:: Quoted passage ::
** Begin **

One has to have an extraordinarily subtle brain to see where the self is hiding.

So the brain is limited and primitive in the world of the psyche. Can that limitation be broken down? Can that limitation, which is the self, the ego, the ‘me’, the self-centred concern, can all that be wiped away? Which means the brain is then unconditioned. Then it has no fear. Most of us live in fear. Most of us are anxious, frightened of what is going to happen, frightened of death, anxious about a dozen things. Can all that be completely wiped away and be fresh so that the brain is free? Then its relationship to the mind is entirely different.

I must say here that we have discussed this with several scientists, and they won’t go as far as the speaker has gone. They go along with it theoretically, but not actually. See the difference. That is, to see that one has no shadow of the self. To see that the ‘me’ does not enter into any field is extraordinarily arduous. The self hides in many ways, under every stone. The self can hide in compassion – going to India to look after the poor because the self is attached to some idea, faith, conclusion or belief which makes me compassionate because I love Jesus or Krishna and I will go to heaven. The self has many, many masks: the mask of meditation, the mask of achieving the highest, the mask that I am enlightened. This concern about humanity is another mask. So one has to have an extraordinarily subtle brain to see where the self is hiding. It requires great attention, watching, watching, watching. You won’t do all this – probably you are too lazy or too old, and you say, ‘For God’s sake, all this is not worth it. Leave me alone.’ But if one really wants to go into this very deeply, one has to watch like a hawk every movement of thought, every movement of reaction, so the brain can be free from its conditioning.

The speaker is speaking for himself, not for anybody else. He may be deceiving himself. He may be trying to pretend to be something or other. He may be, you don’t know. So have a great deal of scepticism, doubt. Question – not asking what others say but go into all this yourself.

The mind is pure energy and intelligence.

** End **

:: Complete the following ::
• A. Say whether each statement agrees with the passage about the self, answering yes or no and quoting the words from the passage that decide it. (i) The scientists accept the idea in practice as well as in theory. (ii) The self can hide in compassion. (iii) The reader should go by what others say.
• B. Write out the part of the passage about the self starting at "The speaker is" and ending at "all this yourself.", swapping "deceiving" for "fooling".

:: Dataset excerpts ::
** Begin **

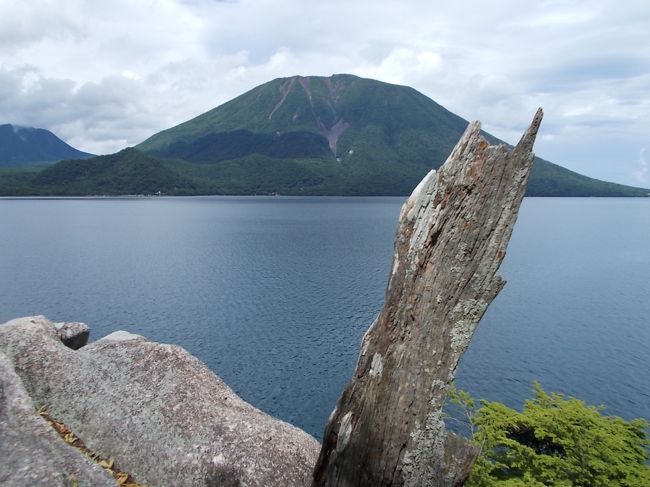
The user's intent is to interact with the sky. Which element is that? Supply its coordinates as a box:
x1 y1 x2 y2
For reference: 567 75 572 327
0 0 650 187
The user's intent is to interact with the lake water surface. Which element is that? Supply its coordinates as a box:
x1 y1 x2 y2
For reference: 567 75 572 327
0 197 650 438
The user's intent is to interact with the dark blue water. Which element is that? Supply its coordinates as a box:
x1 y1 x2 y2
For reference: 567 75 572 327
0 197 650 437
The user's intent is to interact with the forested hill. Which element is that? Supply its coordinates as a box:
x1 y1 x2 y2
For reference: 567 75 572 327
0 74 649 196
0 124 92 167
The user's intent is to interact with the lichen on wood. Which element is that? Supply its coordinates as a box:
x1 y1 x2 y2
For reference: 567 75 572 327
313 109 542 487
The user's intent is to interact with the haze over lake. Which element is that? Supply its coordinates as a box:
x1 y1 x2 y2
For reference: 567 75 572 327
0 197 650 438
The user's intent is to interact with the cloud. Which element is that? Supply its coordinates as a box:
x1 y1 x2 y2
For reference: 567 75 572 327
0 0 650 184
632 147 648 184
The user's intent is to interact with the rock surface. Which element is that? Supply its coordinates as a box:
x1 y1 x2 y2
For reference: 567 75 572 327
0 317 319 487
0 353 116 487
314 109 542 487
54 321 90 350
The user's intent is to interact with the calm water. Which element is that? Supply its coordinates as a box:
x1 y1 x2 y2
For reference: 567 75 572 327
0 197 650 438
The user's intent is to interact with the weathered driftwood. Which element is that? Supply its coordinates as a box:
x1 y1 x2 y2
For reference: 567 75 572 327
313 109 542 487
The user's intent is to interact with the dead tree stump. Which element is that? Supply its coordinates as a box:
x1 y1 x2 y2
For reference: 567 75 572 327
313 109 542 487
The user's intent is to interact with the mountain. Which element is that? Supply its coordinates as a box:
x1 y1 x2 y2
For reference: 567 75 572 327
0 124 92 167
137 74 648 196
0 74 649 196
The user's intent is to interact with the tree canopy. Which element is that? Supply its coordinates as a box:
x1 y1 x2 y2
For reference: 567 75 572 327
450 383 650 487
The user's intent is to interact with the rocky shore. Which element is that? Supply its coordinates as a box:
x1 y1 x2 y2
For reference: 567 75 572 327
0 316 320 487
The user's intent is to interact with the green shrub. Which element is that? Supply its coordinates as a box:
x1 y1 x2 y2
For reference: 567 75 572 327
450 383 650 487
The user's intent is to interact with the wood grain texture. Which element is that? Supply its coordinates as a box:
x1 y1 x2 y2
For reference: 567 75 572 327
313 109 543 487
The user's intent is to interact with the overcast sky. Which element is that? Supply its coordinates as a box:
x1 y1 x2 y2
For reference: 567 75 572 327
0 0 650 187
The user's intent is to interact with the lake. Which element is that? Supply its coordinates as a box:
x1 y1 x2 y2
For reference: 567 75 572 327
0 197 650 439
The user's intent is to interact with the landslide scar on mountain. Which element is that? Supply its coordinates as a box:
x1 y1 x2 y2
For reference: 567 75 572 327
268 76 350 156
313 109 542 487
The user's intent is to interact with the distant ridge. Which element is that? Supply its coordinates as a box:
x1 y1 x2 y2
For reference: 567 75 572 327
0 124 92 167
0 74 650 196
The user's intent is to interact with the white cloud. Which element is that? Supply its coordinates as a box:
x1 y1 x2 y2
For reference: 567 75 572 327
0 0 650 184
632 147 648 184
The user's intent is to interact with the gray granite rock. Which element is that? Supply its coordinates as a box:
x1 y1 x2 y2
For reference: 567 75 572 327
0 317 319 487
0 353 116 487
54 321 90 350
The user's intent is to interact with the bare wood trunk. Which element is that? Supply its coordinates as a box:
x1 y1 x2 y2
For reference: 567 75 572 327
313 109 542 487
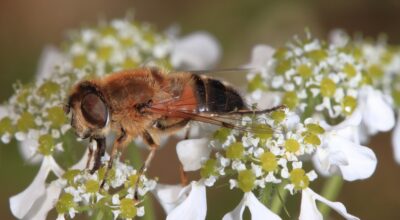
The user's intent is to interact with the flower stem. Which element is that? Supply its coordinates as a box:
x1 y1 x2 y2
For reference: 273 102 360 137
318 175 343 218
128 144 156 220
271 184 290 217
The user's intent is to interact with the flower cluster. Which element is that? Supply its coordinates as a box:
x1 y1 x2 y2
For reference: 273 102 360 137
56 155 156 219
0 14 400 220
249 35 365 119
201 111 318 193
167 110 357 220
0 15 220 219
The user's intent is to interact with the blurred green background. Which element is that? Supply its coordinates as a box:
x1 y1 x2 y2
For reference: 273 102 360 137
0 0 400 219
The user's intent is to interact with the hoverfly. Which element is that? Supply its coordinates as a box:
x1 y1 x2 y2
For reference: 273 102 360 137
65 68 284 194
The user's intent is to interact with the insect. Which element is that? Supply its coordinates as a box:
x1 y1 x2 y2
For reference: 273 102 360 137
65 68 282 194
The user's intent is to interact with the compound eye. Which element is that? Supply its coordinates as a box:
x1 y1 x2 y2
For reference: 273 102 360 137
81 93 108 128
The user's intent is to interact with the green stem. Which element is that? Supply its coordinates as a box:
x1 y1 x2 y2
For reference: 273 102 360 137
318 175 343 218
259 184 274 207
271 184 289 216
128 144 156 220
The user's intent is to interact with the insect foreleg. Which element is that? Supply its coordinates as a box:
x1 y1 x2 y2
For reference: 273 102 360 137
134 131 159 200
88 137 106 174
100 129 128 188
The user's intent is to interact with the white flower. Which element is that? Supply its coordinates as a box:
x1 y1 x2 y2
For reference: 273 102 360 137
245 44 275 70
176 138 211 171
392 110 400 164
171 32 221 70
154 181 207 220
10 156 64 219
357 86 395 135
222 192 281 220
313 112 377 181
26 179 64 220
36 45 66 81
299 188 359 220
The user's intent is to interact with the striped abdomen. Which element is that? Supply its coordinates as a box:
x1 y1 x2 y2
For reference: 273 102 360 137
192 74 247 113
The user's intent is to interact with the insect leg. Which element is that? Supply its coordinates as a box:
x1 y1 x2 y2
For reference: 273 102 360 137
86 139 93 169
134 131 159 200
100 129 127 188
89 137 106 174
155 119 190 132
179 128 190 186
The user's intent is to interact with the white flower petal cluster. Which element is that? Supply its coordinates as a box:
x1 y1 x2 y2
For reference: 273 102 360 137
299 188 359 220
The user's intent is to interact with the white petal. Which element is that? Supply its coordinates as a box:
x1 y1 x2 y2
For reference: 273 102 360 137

** End **
** Begin **

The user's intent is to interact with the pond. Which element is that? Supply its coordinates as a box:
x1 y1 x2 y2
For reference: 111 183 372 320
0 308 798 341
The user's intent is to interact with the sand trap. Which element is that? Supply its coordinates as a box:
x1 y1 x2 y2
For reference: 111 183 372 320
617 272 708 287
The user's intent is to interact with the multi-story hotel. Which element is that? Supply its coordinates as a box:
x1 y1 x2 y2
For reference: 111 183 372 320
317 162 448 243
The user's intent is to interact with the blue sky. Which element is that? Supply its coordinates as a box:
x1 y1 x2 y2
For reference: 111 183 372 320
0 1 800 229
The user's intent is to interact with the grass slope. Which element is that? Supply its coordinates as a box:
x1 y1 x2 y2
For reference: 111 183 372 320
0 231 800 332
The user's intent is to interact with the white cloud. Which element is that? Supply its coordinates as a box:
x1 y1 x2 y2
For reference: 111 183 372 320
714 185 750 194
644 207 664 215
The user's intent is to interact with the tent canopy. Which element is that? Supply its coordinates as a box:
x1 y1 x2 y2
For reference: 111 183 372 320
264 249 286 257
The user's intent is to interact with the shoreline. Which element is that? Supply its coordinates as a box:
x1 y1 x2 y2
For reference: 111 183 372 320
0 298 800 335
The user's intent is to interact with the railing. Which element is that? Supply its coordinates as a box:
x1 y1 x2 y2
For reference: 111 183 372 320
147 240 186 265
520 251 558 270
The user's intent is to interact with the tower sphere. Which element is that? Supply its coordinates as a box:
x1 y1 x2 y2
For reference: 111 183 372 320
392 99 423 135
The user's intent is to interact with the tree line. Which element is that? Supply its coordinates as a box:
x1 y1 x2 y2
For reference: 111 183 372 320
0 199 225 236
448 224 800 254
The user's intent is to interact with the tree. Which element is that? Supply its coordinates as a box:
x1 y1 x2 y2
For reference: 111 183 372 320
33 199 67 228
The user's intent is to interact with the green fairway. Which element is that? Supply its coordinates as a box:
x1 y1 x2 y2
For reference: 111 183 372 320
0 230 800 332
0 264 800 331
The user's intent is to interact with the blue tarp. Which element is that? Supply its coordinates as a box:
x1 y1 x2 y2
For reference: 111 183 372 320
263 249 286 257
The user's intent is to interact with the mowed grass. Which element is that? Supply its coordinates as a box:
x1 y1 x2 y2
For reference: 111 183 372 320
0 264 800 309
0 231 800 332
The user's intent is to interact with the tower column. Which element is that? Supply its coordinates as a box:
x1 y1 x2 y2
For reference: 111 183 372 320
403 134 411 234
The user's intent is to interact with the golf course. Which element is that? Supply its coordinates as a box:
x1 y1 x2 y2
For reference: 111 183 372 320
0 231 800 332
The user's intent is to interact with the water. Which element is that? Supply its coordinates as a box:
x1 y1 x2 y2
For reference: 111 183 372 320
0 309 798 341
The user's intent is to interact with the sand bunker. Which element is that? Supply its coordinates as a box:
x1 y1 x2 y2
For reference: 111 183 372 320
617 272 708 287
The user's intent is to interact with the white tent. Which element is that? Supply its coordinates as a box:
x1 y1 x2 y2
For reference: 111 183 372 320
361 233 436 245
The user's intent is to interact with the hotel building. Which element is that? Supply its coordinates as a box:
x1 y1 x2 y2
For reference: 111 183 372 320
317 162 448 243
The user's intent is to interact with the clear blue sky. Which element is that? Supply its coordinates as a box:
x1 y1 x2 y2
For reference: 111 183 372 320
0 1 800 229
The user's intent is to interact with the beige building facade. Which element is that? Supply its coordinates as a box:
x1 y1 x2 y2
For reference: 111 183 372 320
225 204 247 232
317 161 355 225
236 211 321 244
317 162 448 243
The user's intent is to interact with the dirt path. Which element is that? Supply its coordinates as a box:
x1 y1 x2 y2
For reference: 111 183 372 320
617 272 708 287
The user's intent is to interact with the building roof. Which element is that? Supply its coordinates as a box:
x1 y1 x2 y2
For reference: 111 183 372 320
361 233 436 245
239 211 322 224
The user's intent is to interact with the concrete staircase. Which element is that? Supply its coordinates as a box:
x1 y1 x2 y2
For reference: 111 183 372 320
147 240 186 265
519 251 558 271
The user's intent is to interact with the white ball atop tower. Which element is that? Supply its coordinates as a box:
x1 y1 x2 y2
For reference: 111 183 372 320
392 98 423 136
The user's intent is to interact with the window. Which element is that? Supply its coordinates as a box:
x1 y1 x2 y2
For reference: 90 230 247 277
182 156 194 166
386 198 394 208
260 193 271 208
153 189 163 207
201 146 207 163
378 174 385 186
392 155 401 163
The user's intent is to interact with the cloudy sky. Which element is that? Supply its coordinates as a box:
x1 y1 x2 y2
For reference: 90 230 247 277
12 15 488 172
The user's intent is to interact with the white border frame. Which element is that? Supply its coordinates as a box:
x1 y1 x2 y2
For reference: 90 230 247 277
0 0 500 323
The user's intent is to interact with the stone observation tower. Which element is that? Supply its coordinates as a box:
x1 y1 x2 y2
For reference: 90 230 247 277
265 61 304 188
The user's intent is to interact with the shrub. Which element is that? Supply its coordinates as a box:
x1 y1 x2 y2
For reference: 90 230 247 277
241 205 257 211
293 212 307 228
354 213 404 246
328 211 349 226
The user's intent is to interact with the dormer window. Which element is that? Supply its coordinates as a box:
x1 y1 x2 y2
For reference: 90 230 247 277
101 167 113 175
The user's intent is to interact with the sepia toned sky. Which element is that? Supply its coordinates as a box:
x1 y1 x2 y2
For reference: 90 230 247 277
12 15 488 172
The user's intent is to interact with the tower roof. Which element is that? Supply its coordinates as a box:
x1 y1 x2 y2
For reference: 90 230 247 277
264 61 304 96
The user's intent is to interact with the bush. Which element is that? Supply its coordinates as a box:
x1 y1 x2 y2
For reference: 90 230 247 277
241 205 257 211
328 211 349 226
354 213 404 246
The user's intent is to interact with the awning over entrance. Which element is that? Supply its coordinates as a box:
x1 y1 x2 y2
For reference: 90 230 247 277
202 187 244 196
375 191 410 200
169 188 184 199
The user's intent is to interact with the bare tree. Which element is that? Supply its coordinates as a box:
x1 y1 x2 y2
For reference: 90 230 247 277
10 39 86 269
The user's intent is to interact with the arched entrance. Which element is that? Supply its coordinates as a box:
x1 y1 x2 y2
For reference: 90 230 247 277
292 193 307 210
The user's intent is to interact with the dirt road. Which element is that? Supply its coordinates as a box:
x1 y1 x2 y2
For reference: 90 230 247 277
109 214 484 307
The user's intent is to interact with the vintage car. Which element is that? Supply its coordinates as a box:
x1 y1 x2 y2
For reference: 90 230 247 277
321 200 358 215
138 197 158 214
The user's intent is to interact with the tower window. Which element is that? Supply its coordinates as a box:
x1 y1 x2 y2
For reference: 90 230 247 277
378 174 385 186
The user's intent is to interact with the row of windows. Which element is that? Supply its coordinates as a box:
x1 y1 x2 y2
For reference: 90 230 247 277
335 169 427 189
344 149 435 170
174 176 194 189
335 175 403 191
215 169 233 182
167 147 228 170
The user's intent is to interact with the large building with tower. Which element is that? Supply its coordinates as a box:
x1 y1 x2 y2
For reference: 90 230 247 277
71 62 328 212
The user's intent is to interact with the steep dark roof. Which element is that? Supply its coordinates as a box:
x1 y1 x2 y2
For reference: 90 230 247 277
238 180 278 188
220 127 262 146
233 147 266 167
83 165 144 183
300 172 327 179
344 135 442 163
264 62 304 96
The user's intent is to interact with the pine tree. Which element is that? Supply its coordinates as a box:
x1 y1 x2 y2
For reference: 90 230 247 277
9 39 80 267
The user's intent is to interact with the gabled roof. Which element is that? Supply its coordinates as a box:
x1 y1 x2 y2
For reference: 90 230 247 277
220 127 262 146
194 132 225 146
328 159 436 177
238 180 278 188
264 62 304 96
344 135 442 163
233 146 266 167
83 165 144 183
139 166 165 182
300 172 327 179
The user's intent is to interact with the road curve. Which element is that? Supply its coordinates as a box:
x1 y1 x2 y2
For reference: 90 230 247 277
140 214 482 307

** End **
** Begin **

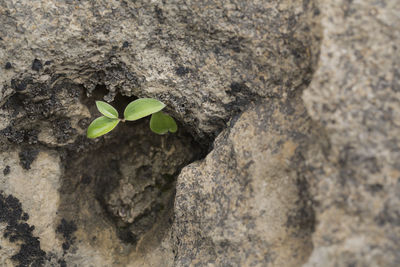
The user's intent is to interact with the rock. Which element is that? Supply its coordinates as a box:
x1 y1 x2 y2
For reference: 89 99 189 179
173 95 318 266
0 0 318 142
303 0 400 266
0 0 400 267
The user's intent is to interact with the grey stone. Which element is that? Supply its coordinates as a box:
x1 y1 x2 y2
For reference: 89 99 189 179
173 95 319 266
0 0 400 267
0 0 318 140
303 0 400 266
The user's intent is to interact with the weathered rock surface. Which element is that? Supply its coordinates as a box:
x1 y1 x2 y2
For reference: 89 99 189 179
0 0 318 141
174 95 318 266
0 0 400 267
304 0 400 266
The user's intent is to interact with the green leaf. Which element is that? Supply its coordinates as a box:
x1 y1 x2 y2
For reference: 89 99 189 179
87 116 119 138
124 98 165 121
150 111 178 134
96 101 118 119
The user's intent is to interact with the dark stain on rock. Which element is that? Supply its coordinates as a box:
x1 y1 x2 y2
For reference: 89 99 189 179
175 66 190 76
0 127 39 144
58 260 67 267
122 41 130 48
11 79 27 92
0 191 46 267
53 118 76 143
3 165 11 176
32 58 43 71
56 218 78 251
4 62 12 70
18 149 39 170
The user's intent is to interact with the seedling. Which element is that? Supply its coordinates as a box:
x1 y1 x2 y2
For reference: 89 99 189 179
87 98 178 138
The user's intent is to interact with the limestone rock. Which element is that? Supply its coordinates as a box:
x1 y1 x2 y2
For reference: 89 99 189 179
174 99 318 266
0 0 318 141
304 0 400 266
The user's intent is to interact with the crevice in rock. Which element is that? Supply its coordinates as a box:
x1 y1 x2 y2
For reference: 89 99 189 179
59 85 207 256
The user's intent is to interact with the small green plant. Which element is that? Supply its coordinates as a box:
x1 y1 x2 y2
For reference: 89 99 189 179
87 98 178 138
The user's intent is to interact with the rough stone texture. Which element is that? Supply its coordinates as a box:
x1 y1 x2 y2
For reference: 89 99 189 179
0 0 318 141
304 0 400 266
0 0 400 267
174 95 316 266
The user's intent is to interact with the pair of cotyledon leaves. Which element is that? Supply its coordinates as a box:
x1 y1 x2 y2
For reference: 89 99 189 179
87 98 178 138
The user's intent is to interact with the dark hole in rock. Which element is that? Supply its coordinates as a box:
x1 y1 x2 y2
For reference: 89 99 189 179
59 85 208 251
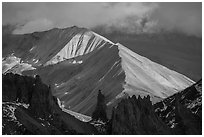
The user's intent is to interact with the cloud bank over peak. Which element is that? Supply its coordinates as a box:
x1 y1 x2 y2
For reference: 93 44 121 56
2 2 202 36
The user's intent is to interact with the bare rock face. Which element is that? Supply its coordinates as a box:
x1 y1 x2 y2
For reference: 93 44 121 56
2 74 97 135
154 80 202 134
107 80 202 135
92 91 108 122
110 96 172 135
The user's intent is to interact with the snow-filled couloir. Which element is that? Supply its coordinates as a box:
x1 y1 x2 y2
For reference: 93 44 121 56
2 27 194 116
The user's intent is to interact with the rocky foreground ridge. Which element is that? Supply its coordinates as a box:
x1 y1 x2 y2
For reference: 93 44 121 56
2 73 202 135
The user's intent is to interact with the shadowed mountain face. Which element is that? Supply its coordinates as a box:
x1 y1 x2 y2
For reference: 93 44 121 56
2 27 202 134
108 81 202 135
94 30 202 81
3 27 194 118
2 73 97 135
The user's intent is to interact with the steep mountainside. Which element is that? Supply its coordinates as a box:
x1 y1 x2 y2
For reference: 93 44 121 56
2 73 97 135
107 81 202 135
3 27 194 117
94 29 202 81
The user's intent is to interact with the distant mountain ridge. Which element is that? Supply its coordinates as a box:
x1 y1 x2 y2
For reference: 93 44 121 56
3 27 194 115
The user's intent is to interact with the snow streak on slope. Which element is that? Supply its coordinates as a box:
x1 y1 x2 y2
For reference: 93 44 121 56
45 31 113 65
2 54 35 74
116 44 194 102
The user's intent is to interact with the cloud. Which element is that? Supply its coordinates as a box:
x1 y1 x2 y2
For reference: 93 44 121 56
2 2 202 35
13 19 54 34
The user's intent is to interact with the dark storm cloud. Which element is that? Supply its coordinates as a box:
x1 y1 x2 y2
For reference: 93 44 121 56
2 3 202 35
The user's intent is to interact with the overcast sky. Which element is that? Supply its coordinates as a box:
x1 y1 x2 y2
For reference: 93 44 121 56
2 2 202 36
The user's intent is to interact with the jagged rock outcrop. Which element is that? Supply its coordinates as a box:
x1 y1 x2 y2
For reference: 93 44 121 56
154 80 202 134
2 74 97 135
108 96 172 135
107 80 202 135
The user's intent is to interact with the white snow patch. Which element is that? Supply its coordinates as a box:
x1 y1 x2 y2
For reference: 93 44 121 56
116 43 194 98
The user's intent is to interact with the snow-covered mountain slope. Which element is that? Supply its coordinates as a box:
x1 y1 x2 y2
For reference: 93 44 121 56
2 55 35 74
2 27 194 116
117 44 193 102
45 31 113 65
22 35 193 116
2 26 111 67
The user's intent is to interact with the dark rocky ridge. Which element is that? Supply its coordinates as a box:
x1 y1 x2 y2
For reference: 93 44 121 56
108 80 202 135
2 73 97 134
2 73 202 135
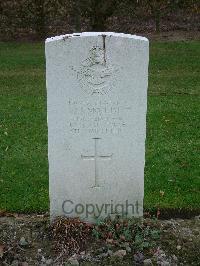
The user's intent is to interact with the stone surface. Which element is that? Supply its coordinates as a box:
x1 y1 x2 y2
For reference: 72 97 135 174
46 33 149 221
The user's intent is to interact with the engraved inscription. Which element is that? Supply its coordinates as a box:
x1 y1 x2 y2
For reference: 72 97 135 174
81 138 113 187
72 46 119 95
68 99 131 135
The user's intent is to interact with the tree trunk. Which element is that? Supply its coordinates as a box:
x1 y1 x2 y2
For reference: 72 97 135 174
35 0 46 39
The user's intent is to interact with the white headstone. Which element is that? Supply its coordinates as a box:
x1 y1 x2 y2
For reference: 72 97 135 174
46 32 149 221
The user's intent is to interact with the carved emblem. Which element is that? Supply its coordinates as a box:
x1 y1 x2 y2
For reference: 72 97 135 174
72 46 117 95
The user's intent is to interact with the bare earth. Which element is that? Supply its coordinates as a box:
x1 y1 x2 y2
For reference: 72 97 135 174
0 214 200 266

** End **

:: Answers to the tasks ::
• A.
(i) No: "They go along with it theoretically, but not actually."
(ii) Yes: "The self can hide in compassion"
(iii) No: "not asking what others say but go into all this yourself"

• B.
The speaker is speaking for himself, not for anybody else. He may be fooling himself. He may be trying to pretend to be something or other. He may be, you don’t know. So have a great deal of scepticism, doubt. Question – not asking what others say but go into all this yourself.